[START EXTRACTED ENTRIES]
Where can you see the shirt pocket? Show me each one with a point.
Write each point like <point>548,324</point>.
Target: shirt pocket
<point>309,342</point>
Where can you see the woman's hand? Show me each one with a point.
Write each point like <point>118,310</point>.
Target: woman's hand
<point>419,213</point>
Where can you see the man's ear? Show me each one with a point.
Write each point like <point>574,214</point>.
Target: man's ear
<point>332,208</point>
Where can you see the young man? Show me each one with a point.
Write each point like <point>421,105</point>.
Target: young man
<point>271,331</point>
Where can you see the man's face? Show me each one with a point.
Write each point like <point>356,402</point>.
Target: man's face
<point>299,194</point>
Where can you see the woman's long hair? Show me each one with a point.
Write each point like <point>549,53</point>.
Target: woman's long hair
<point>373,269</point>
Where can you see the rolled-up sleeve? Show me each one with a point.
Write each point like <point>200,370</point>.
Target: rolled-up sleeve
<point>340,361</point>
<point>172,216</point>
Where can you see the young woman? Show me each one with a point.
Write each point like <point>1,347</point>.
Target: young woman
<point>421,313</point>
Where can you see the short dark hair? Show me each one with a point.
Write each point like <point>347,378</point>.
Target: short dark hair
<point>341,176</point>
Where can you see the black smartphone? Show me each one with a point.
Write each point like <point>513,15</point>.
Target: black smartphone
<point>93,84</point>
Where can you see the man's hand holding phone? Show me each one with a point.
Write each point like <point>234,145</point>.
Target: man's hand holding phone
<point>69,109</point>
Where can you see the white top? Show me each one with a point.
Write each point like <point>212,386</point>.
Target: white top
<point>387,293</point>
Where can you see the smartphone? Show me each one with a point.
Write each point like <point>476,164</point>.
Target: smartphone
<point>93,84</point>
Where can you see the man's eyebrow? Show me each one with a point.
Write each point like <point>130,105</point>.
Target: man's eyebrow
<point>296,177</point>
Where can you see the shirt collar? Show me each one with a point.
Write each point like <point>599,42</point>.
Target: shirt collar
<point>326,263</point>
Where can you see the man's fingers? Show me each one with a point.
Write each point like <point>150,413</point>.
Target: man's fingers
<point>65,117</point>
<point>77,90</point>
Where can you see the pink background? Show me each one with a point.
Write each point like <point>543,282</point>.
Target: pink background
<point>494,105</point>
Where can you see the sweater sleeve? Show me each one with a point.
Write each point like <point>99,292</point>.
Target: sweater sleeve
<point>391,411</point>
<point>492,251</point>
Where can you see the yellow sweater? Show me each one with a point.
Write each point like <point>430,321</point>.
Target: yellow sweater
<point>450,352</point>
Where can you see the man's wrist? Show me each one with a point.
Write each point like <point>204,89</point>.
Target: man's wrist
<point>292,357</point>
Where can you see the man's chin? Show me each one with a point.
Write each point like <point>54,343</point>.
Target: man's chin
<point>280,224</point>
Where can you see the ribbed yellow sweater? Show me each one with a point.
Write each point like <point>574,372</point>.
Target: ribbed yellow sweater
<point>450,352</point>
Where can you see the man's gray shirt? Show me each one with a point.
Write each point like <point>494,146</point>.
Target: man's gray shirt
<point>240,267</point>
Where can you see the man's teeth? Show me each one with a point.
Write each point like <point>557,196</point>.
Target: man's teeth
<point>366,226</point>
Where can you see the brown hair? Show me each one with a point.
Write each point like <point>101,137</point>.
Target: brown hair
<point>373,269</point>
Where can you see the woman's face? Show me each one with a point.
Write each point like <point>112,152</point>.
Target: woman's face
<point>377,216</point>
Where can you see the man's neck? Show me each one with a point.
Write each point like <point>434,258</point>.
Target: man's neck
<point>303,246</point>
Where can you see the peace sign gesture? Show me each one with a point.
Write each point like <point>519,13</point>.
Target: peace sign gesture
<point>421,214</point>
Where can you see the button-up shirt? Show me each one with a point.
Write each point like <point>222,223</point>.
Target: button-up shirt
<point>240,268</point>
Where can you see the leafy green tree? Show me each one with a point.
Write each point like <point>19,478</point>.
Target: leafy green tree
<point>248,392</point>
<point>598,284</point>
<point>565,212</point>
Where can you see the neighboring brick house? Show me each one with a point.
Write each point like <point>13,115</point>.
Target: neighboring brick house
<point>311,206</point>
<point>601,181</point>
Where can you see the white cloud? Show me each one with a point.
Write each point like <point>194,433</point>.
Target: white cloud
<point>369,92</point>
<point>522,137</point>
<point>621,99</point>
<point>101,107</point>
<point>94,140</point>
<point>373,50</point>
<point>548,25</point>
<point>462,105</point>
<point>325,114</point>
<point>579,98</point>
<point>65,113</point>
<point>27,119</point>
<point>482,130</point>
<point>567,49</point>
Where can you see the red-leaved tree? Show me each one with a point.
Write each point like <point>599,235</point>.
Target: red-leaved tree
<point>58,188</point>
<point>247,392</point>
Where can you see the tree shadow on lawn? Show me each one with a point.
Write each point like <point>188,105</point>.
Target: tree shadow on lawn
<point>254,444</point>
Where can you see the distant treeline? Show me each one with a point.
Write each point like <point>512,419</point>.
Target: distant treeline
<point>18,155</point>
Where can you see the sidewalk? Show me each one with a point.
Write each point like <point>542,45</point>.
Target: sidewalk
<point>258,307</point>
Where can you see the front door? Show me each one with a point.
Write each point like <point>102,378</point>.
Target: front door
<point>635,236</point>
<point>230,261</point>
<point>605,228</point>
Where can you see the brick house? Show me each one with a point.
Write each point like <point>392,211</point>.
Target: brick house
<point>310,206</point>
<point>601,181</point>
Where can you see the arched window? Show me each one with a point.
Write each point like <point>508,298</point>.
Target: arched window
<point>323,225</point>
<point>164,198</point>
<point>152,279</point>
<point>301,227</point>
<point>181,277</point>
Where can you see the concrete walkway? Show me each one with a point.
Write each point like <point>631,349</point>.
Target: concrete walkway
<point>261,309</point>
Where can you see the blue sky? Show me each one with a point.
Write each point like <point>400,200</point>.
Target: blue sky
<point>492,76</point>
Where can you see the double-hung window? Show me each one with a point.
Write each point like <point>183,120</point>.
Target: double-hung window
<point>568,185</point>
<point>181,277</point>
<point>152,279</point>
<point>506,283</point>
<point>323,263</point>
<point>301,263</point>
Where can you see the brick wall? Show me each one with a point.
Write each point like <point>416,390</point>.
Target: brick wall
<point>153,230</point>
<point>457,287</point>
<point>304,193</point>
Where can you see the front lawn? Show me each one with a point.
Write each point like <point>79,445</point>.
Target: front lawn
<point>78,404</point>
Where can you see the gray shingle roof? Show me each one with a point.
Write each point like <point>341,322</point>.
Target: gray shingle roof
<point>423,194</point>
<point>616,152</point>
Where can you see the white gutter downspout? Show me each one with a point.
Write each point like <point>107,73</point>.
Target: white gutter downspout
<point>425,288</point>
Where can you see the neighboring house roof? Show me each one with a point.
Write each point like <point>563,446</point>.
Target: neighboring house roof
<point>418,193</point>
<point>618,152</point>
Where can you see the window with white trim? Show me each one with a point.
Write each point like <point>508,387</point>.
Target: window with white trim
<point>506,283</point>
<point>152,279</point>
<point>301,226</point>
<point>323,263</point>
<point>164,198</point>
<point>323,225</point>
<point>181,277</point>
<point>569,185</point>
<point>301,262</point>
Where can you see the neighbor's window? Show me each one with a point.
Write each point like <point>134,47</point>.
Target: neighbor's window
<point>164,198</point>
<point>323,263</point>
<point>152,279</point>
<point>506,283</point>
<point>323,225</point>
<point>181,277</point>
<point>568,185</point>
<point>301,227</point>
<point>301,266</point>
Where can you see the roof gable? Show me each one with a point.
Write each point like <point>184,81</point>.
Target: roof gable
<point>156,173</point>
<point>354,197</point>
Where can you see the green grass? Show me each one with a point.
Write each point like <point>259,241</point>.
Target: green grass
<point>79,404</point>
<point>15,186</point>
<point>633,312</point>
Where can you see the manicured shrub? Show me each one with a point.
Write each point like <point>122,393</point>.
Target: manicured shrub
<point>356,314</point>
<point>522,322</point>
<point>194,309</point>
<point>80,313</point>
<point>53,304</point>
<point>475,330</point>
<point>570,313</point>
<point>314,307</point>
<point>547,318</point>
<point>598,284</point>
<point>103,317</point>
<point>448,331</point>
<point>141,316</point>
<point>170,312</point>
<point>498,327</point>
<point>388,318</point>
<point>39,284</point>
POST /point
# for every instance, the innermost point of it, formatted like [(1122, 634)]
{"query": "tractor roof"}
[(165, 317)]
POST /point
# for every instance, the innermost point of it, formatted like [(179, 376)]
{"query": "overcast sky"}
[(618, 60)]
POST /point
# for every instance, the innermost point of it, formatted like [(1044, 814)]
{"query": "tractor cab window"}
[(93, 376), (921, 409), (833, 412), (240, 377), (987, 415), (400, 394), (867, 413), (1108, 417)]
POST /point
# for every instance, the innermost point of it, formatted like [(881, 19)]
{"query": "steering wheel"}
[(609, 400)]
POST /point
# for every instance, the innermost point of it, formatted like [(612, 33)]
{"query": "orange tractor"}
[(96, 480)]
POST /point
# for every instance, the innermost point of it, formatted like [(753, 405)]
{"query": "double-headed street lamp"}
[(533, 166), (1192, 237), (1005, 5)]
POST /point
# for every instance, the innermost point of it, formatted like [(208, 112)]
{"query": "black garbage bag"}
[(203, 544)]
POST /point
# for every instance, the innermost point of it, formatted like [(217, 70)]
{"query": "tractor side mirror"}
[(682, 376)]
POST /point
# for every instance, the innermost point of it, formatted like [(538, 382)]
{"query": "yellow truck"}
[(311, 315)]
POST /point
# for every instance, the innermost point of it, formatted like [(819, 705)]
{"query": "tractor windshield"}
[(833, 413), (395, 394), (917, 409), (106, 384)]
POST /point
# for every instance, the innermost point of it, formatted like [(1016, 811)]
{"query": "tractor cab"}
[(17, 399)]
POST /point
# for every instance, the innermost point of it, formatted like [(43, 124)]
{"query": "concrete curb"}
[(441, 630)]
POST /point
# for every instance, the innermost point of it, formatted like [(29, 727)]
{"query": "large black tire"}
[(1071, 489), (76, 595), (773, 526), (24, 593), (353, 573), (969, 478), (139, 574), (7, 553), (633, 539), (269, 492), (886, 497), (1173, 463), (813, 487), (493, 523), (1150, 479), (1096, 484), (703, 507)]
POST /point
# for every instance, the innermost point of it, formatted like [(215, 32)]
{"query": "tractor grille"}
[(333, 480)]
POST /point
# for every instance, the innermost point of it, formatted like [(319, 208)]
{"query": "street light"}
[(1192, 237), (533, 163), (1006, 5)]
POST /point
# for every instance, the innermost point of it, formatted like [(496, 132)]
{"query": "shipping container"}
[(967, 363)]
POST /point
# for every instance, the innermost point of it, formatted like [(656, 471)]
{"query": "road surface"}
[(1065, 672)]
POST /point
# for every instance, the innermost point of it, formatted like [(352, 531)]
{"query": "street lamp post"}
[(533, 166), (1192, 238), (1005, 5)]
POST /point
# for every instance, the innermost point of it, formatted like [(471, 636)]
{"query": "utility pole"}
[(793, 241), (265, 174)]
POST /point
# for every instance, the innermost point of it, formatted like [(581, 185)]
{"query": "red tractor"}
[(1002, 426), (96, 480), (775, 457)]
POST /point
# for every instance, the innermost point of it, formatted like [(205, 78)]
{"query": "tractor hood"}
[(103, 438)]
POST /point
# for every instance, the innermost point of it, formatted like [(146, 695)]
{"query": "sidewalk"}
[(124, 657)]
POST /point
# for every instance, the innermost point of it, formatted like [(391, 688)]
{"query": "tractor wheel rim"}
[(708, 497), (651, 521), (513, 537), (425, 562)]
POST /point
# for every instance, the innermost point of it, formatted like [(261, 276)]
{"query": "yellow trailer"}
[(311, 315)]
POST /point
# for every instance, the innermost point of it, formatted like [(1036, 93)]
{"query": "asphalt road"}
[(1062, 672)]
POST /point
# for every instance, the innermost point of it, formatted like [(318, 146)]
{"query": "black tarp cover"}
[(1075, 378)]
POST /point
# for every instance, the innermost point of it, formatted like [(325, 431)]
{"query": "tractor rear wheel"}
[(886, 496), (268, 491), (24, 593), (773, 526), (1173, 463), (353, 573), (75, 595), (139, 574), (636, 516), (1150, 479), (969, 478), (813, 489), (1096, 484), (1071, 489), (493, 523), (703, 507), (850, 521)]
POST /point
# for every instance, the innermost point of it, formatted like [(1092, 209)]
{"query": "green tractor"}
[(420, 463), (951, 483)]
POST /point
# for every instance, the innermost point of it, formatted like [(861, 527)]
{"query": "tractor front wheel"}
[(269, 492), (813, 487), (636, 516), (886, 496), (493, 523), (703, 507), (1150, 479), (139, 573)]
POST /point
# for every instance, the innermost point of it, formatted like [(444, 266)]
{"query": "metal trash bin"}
[END EXTRACTED ENTRIES]
* [WHAT IS ASKED]: Reproduce the part of the listing that opens with the line containing "Where can you see the gray" and closes with the line containing "<point>633,312</point>", changing "roof" to "rooftop" and leaving everything else as is. Return only those lines.

* [RESPONSE BELOW]:
Where can you see the gray shingle rooftop? Show me each one with a point.
Write each point like <point>341,322</point>.
Target: gray shingle rooftop
<point>423,194</point>
<point>616,152</point>
Where can you see the white gutter downspout? Show me each one with a point.
Write each point like <point>107,73</point>.
Target: white gutter downspout
<point>425,288</point>
Where can you see the neighboring house rooftop? Show me each one with a point.
Write each point like <point>563,446</point>.
Target: neighboring house rooftop
<point>418,193</point>
<point>618,152</point>
Where can you see the window with white trim? Show me each one with a point.
Write each point like <point>508,387</point>.
Target: window with white trim
<point>506,283</point>
<point>152,279</point>
<point>301,226</point>
<point>323,263</point>
<point>164,198</point>
<point>323,225</point>
<point>181,277</point>
<point>569,185</point>
<point>301,262</point>
Where can you see the neighbor's window? Show me each one with a point.
Write each point like <point>134,47</point>.
Target: neighbor's window
<point>164,198</point>
<point>323,263</point>
<point>152,279</point>
<point>506,283</point>
<point>323,225</point>
<point>181,277</point>
<point>568,185</point>
<point>301,227</point>
<point>301,266</point>
Where can you see the rooftop gable? Show me each one with a point.
Write each point like <point>184,81</point>.
Target: rooftop gable
<point>156,173</point>
<point>354,197</point>
Where can you see the green grass? Show me each one with a point.
Write each point like <point>259,241</point>.
Target: green grass
<point>79,404</point>
<point>15,186</point>
<point>633,312</point>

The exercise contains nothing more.